■ **Stated problem**
Output these records as a two-column CSV with the headers request and answer, one row per request, placing its text and its answer each in a single quoted field with line breaks turned into spaces.

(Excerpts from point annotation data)
_ _ _ _

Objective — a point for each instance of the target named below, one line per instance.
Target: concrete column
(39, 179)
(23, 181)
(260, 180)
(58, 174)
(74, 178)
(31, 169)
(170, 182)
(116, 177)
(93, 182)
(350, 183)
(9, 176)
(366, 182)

_ _ _ _

■ **Exercise output**
request,answer
"Objective — a point for each instance of the target named below, one line per instance. Target: concrete column","(39, 179) (23, 181) (260, 180) (58, 174) (74, 178) (31, 169) (170, 182) (116, 177) (93, 182) (350, 183) (9, 176) (366, 182)"